Photo-based referring expression data |
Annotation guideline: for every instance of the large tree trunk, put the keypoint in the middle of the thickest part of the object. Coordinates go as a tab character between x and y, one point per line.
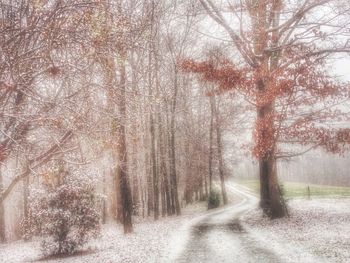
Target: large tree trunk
221	161
271	200
163	166
173	175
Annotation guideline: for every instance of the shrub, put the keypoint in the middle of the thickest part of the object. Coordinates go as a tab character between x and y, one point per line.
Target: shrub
214	199
66	216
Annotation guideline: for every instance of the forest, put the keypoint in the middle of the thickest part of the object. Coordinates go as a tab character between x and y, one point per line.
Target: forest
174	130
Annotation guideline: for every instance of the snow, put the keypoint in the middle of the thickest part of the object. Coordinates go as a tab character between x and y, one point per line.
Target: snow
152	241
317	231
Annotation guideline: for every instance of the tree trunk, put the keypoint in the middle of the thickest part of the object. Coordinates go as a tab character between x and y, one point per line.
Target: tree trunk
125	190
219	146
211	132
173	175
2	214
25	205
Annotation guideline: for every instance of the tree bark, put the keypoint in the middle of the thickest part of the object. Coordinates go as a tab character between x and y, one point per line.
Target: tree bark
220	157
173	178
2	214
125	190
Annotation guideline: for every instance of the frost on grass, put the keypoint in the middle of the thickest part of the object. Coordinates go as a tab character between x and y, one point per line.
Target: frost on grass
317	231
151	242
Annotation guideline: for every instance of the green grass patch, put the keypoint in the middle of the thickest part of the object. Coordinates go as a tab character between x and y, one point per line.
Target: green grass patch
293	189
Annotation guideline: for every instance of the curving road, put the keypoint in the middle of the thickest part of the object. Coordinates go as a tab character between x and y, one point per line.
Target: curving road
220	237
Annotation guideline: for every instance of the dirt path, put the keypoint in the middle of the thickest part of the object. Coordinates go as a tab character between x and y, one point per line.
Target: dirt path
219	236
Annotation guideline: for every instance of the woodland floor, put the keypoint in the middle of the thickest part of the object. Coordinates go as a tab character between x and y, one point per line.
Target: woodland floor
317	231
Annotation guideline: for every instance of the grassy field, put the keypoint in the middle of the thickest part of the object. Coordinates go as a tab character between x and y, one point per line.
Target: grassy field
293	189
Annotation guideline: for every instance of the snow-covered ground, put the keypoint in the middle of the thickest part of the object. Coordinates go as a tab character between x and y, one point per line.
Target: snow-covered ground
317	231
150	242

What you should do | Output, and output only, the lines from the one containing "Target: grassy field" through the last line of the data above.

Exercise result |
Target: grassy field
293	189
Annotation guideline: for every instance of the snow-covered ground, put the keypoint in the middle of the thickest part of the object. Coordinates go as a tab character between x and y, one point per line.
Target: snow-covered ground
317	231
150	242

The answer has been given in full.